Copy out the records starting at the line that contains "the man standing" and ending after the line that contains "[(1056, 693)]", and include nothing else. Shift each coordinate in the answers by adding 97 to every number, leaving the requests and their sample coordinates unchanged.

↓↓↓

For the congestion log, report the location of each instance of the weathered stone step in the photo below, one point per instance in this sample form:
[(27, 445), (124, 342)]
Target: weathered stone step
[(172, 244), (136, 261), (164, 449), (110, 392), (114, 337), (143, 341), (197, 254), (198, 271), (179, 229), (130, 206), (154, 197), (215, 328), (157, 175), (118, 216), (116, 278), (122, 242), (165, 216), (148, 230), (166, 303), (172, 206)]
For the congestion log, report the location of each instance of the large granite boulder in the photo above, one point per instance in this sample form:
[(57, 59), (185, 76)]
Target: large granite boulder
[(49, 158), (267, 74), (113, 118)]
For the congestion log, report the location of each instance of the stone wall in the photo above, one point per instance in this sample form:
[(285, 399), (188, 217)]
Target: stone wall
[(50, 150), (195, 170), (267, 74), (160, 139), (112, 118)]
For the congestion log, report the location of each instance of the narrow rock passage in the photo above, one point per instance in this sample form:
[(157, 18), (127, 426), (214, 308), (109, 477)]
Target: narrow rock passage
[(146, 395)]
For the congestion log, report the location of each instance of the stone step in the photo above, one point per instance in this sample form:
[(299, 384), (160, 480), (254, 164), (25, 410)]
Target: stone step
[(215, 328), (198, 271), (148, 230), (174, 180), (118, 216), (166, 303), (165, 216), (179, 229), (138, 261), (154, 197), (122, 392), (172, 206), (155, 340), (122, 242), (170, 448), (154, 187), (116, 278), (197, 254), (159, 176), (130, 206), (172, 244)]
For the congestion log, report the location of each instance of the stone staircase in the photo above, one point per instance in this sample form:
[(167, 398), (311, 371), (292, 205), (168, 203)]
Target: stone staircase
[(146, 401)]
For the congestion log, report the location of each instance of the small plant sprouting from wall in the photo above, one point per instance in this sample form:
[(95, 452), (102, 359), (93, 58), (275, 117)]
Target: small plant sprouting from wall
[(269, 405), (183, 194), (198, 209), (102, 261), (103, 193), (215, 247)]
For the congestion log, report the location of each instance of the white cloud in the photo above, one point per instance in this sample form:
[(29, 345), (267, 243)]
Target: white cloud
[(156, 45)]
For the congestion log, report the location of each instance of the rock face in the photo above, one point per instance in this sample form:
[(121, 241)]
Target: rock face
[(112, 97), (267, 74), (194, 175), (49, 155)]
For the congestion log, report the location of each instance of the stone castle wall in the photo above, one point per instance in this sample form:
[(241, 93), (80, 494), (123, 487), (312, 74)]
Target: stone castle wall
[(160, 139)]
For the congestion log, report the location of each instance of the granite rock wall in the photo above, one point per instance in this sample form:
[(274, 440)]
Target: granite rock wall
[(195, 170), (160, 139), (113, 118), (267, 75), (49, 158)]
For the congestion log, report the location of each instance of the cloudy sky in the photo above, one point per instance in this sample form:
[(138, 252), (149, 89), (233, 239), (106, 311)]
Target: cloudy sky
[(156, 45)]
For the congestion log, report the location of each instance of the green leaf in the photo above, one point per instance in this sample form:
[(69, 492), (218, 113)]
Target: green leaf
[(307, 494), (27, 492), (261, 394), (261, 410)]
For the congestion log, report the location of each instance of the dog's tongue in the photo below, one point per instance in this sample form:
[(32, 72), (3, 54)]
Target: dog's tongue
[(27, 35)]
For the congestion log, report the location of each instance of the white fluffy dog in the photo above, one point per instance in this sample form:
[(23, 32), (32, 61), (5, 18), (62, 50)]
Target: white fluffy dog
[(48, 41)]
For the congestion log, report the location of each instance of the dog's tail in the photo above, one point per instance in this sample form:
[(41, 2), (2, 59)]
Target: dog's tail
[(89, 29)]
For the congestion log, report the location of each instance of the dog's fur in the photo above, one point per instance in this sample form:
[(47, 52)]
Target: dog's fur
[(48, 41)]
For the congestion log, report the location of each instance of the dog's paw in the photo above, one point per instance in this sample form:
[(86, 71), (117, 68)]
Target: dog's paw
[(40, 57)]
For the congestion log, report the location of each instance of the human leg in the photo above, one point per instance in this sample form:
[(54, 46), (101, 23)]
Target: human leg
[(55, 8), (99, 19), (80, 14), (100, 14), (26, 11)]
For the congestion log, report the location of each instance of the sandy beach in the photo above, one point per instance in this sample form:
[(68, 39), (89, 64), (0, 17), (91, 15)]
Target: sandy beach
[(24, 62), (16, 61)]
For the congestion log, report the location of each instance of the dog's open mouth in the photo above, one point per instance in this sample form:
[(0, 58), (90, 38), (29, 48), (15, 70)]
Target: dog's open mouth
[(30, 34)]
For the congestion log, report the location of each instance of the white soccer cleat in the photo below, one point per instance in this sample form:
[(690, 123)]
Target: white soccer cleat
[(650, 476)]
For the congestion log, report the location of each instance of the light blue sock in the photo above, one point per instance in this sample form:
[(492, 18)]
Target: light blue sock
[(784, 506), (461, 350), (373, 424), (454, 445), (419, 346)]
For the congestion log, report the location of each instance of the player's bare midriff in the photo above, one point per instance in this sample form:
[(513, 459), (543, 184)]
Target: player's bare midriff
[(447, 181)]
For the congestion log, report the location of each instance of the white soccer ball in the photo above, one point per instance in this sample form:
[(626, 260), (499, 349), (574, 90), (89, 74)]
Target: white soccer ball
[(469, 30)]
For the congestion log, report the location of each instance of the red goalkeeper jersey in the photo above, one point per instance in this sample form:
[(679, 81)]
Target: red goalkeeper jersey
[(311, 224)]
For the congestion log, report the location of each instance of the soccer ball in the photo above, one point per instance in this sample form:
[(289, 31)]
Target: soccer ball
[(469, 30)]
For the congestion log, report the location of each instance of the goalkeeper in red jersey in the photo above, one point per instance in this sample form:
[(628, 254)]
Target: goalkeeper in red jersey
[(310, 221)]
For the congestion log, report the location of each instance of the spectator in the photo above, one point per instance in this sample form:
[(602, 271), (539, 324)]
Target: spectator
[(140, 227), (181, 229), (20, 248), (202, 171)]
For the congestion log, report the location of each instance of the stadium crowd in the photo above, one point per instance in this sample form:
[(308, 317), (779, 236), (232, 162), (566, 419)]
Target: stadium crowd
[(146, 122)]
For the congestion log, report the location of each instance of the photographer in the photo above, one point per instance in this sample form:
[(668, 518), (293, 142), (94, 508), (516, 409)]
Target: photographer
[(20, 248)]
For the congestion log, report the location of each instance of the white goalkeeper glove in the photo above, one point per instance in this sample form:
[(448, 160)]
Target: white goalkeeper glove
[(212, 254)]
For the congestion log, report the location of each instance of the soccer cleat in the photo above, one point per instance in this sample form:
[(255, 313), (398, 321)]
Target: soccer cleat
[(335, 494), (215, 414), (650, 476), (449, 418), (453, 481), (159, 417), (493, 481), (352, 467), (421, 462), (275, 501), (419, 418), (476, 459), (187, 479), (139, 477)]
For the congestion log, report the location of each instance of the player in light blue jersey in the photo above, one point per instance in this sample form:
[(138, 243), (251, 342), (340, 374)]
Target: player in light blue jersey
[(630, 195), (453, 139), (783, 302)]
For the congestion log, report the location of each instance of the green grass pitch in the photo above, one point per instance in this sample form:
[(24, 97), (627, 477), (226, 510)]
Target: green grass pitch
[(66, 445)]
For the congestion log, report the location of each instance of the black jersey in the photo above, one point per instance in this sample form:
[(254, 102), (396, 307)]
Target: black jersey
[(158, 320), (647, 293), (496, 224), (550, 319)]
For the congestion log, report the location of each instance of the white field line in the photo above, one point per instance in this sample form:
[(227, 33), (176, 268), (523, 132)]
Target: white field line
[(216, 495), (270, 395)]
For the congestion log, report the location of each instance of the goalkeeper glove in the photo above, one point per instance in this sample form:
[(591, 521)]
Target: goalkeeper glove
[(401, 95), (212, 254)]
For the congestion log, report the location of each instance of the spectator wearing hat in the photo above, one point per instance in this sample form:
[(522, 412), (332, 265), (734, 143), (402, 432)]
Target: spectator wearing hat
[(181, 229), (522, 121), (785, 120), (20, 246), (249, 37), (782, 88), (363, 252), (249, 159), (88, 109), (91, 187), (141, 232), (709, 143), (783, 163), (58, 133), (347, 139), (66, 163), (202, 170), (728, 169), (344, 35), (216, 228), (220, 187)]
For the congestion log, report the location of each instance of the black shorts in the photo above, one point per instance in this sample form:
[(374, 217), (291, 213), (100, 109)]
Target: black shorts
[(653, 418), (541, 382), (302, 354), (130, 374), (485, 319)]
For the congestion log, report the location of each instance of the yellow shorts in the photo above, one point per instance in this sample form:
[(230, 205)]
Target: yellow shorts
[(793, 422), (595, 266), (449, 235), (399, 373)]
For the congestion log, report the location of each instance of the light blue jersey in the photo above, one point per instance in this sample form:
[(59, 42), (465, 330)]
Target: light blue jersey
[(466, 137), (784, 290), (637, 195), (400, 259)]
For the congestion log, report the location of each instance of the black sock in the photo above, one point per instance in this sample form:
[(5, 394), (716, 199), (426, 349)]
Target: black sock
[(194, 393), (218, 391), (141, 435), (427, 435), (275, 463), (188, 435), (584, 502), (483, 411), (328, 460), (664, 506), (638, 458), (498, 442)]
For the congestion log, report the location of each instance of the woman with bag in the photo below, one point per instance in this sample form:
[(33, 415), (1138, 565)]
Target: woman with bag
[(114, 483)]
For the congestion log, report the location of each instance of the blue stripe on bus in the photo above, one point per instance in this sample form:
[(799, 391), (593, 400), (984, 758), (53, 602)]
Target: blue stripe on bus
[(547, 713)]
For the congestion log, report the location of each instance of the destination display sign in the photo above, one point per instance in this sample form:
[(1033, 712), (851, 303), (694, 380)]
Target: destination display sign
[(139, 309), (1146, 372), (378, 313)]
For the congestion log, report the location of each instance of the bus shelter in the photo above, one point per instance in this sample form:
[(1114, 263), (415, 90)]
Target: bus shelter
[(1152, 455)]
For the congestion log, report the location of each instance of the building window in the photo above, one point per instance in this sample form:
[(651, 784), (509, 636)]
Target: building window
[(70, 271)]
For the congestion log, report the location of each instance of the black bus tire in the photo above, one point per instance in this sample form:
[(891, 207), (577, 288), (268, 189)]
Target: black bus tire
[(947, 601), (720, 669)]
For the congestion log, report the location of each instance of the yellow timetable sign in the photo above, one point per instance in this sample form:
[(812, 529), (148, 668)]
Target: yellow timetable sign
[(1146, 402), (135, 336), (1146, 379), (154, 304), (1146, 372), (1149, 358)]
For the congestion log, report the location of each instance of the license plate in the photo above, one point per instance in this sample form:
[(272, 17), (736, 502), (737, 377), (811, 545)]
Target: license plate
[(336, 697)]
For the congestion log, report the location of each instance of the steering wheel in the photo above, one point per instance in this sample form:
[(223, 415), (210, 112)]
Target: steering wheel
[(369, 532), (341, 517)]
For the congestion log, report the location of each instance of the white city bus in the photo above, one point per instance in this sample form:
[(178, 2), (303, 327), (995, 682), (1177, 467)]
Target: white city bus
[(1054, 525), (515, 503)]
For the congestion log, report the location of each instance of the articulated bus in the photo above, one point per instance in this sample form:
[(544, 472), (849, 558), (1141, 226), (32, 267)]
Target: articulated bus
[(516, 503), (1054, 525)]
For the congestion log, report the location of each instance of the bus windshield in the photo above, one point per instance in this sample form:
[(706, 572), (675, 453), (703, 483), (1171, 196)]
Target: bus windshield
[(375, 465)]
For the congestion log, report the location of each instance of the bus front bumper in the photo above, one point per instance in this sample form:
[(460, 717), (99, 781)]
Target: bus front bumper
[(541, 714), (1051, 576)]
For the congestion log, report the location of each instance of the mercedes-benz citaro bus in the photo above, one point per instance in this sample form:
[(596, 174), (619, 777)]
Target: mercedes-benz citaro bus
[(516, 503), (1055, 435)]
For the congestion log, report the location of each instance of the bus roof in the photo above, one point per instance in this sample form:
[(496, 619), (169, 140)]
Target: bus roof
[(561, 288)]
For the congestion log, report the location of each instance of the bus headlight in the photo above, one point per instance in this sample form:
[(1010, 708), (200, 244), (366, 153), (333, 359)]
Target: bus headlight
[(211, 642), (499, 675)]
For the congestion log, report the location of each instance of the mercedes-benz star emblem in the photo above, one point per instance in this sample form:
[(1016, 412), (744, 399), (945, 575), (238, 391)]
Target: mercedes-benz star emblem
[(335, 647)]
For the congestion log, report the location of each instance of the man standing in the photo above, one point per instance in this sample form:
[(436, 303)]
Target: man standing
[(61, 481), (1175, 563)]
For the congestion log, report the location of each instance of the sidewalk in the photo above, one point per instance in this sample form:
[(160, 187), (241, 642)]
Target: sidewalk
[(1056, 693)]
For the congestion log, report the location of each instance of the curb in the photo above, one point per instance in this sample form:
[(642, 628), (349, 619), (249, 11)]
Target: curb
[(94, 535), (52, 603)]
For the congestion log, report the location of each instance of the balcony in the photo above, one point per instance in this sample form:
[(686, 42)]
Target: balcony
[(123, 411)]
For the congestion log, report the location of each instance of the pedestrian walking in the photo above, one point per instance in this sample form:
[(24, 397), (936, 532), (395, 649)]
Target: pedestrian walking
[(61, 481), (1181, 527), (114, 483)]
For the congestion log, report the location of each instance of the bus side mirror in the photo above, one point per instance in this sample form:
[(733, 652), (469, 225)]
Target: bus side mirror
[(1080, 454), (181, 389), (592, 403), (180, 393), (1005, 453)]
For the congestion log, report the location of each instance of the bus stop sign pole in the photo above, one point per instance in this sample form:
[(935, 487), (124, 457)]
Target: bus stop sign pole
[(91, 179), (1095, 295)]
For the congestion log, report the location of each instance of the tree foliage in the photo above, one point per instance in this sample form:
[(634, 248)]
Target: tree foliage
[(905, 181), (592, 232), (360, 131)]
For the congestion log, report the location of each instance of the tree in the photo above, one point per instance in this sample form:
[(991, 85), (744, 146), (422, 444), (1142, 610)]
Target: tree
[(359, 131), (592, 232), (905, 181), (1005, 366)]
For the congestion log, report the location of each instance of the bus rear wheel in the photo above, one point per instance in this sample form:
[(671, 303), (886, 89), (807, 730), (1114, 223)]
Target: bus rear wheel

↑↑↑

EXERCISE RESPONSE:
For the congestion log, report the location of each instance of the man standing in the photo above, one point per instance in this sample form:
[(436, 303)]
Target: man standing
[(158, 578), (1272, 660)]
For the congestion log, report the location of each instance of the sidewalk in the photo above, one point per instance in this sample form:
[(160, 187), (241, 642)]
Target: sidewalk
[(1153, 790)]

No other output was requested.